RE: trafodion won't start core files are generated

Posted by Roberta Marton <ro...@esgyn.com>.
Is this something that should be added to the Apache Trafodion website/wiki?

     Roberta

-----Original Message-----
From: Steve Varnau [mailto:steve.varnau@esgyn.com]
Sent: Thursday, October 8, 2015 9:47 AM
To: dev@trafodion.incubator.apache.org
Subject: RE: trafodion won't start core files are generated

Daily builds for development/test are posted at
http://traf-downloads.esgyn.com/

--Steve

-----Original Message-----
From: Suresh Subbiah [mailto:suresh.subbiah60@gmail.com]
Sent: Thursday, October 8, 2015 7:10 AM
To: dev@trafodion.incubator.apache.org
Subject: Re: trafodion won't start core files are generated

Hi,

What is the suggested procedure to pick up a daily build?

Thanks
Suresh

On Thu, Oct 8, 2015 at 1:02 AM, Prashanth Vasudev <
prashanth.vasudev@esgyn.com> wrote:

> Memorymonitor.cpp fix is part of this
> https://issues.apache.org/jira/browse/TRAFODION-1492
> Please pick up latest daily build.
>
> Also max locked memory 64kb below appears very small.
>
> Regards,
> Prashanth
>
> -----Original Message-----
> From: Radu Marias [mailto:radumarias@gmail.com]
> Sent: Wednesday, October 7, 2015 8:45 AM
> To: dev <de...@trafodion.incubator.apache.org>
> Subject: Re: trafodion won't start core files are generated
>
> Hi,
>
> I have these:
>
> # pwd
> /dev/shm
> # ls -la
> total 4
> drwxrwxrwx 2 root      root        60 Oct  6 21:07 .
> drwxr-xr-x 9 root      root      2180 Oct  2 22:28 ..
######
> _GIVEN INSTRUCTION_
Update the stretch of the mailing-list thread from "On Thu, Oct" through "latest daily build." by putting "most recent" wherever "latest" appears.

> _DATASET CONTENT_
######
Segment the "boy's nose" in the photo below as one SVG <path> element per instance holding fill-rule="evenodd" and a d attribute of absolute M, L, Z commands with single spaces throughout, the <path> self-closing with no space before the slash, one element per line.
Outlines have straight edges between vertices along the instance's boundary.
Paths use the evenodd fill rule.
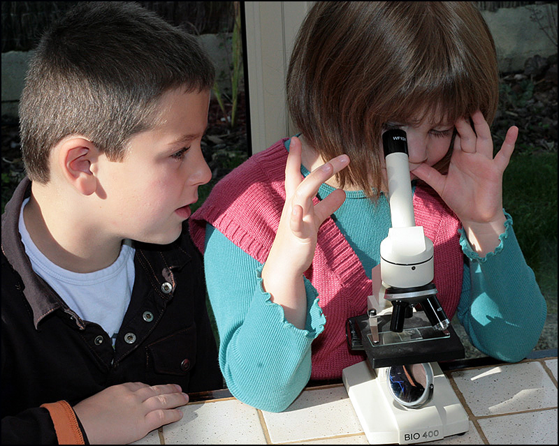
######
> _TASK ANSWER_
On Thu, Oct 8, 2015 at 1:02 AM, Prashanth Vasudev <
prashanth.vasudev@esgyn.com> wrote:

> Memorymonitor.cpp fix is part of this
> https://issues.apache.org/jira/browse/TRAFODION-1492
> Please pick up most recent daily build.